(Records excerpted from a collection)
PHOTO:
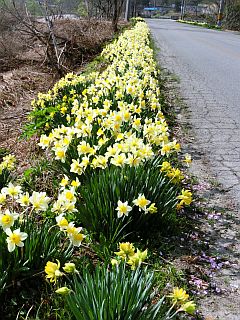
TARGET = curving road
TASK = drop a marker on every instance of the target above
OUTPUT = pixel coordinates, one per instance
(208, 65)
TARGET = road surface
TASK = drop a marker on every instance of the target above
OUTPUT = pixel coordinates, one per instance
(208, 65)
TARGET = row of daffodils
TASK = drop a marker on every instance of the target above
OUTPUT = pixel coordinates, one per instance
(111, 147)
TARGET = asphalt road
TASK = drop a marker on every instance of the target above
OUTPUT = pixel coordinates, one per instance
(208, 65)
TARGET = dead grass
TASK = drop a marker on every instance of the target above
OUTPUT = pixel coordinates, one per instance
(23, 74)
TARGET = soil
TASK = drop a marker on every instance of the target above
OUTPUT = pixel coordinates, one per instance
(210, 254)
(24, 75)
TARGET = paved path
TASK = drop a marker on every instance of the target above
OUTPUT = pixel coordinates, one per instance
(208, 64)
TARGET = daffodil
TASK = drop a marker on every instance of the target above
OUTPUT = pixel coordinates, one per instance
(24, 199)
(185, 197)
(15, 238)
(62, 222)
(69, 267)
(141, 202)
(7, 219)
(63, 291)
(126, 250)
(189, 307)
(136, 259)
(52, 271)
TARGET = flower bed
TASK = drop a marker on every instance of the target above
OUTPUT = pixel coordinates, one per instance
(112, 149)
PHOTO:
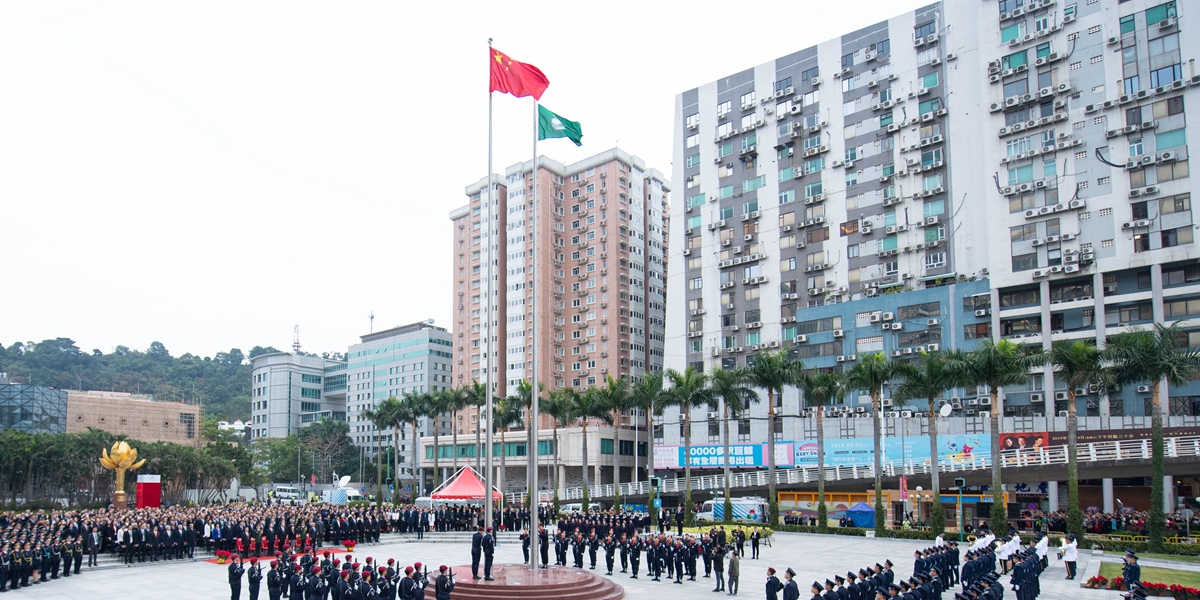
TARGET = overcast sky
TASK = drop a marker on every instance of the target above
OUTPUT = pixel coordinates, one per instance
(210, 174)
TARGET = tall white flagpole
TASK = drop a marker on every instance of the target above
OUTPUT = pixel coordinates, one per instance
(532, 472)
(487, 304)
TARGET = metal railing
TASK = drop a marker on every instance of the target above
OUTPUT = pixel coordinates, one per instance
(1048, 456)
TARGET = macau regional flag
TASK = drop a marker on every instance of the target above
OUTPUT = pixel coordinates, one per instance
(550, 125)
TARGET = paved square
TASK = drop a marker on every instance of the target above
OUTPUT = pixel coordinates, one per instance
(813, 557)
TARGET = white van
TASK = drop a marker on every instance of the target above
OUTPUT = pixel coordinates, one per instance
(287, 493)
(576, 507)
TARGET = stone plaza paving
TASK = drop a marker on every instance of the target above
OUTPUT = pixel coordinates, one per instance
(813, 557)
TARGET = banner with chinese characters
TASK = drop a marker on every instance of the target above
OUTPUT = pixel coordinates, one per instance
(712, 456)
(847, 453)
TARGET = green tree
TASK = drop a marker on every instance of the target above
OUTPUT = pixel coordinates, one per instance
(773, 371)
(1155, 355)
(928, 379)
(588, 406)
(559, 407)
(412, 408)
(381, 418)
(735, 394)
(995, 365)
(1078, 364)
(647, 395)
(871, 373)
(688, 390)
(820, 390)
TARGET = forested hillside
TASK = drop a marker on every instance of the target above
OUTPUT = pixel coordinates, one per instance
(221, 383)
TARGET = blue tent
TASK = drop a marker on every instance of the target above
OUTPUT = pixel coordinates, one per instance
(862, 515)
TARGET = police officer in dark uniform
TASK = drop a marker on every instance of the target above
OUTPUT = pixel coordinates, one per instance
(489, 545)
(477, 550)
(253, 577)
(235, 571)
(445, 583)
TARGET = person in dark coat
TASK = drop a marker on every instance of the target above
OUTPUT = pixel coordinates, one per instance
(773, 585)
(235, 571)
(444, 585)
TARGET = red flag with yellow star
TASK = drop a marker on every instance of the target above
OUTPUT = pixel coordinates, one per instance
(516, 78)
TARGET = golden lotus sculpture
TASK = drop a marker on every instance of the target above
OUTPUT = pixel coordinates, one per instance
(120, 459)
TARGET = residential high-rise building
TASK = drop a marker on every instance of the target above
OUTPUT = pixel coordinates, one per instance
(291, 391)
(601, 243)
(969, 169)
(408, 359)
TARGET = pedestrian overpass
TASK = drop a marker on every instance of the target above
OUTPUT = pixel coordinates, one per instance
(1097, 460)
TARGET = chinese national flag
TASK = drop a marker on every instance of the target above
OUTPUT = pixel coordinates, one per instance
(516, 78)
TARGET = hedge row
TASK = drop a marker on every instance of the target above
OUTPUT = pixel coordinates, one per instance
(1055, 540)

Short problem =>
The records above need to be given again exactly. Omit the pictures.

The solution =>
PHOTO:
TARGET = curving road
TASK = drop a marker on every instance of the target above
OUTPUT = pixel coordinates, one per instance
(208, 65)
TARGET = road surface
TASK = drop a marker on every instance of the target above
OUTPUT = pixel coordinates, one per instance
(208, 65)
TARGET = row of daffodils
TASK = drop a marker on every instance of the target above
OUTPUT = pixel coordinates, one per instance
(111, 147)
TARGET = asphalt road
TASK = drop a marker on every instance of the target above
OUTPUT = pixel coordinates, one per instance
(208, 65)
TARGET = dead grass
TASK = drop a marker on every instance of the target above
OUTPUT = pixel coordinates, one per instance
(23, 74)
TARGET = soil
TASK = drop a marker on every instance of the target above
OUTPUT = pixel coordinates, one per instance
(210, 254)
(24, 75)
TARGET = paved path
TASK = drop a marker on every instance of the target above
OUTPUT = pixel coordinates, one per instance
(208, 64)
TARGET = daffodil
TASK = drop a marker on every instance of the target above
OUTPUT = pixel coordinates, one per instance
(24, 199)
(185, 197)
(15, 238)
(62, 222)
(69, 267)
(141, 202)
(7, 219)
(63, 291)
(126, 250)
(189, 307)
(136, 259)
(52, 271)
TARGET = flower bed
TASK = drop a marker on every instance of the target above
OUTPUT = pixel coordinates, one per instance
(112, 149)
PHOTO:
TARGET = overcast sky
TASK = drop a marker on every instance of the target above
OUTPUT = pixel coordinates, one per instance
(210, 174)
TARGET = tall white flagpole
TASK = drop a marker on every instance of the target above
OUTPUT = pixel coordinates, one per instance
(532, 472)
(487, 304)
TARGET = metal railing
TASK = drop a marker on every instance of the target above
OUTPUT = pixel coordinates, one per instance
(1048, 456)
TARGET = macau regional flag
TASK = drop a marker on every instance of the target above
OUTPUT = pixel coordinates, one per instance
(550, 125)
TARGET = paved square
TASK = drop a marker on every instance of the target above
OUTPUT = pixel coordinates, one per instance
(813, 557)
TARGET = white van
TASK = drop a marker on every instance of the target above
OUTPUT = pixel coordinates, one per instance
(287, 493)
(576, 507)
TARGET = stone plaza paving
TASK = drop a marker on every instance of the target above
OUTPUT = pixel coordinates, one per instance
(813, 557)
TARGET = banner with chinese characters
TASK = drop a marker on every instance of the target above
OUTPUT = pixel coordinates, one per instance
(712, 456)
(847, 453)
TARGET = green tree
TASK = drop a marker on every instance of the target above
OUTPUT = pixel coordinates, one per instance
(773, 371)
(1155, 355)
(928, 379)
(588, 406)
(559, 407)
(412, 408)
(381, 418)
(735, 394)
(995, 365)
(1078, 364)
(647, 395)
(871, 373)
(688, 390)
(820, 390)
TARGET = forested hillside
TASK = drop a marker on every instance of the target above
OUTPUT = pixel coordinates, one per instance
(221, 383)
TARGET = blue tent
TASK = drop a marker on every instance of the target above
OUTPUT = pixel coordinates, one per instance
(862, 515)
TARGET = police officer in dark uniform
TASK = drop a marker on every instance of the target above
OUTPUT = pixel coordinates, one per instance
(489, 545)
(477, 550)
(253, 577)
(235, 571)
(445, 583)
TARGET = person in dark coat
TASK = drop a marker on every instance of the target above
OUTPUT = pixel coordinates, one per instance
(773, 585)
(235, 571)
(444, 585)
TARGET = red flag with yellow star
TASK = drop a marker on every instance of the target above
OUTPUT = pixel coordinates, one per instance
(516, 78)
TARGET = golden lotus sculpture
TASK = drop a marker on every instance of the target above
OUTPUT = pixel coordinates, one per instance
(120, 459)
TARGET = residential high-rise building
TASK = drop a marker on every instance of the target above
OUTPUT = pixel coordinates, one per instance
(291, 391)
(601, 243)
(969, 169)
(408, 359)
TARGET = pedestrian overpass
TASK = drop a marker on every instance of the target above
OUTPUT = pixel coordinates, one per instance
(1097, 460)
TARGET = chinese national flag
TASK = drop a marker on every instance of the target above
OUTPUT = pixel coordinates, one per instance
(516, 78)
TARGET = hedge row
TASK = drop a marker on every instance of the target above
OUTPUT = pixel coordinates, one per instance
(1055, 540)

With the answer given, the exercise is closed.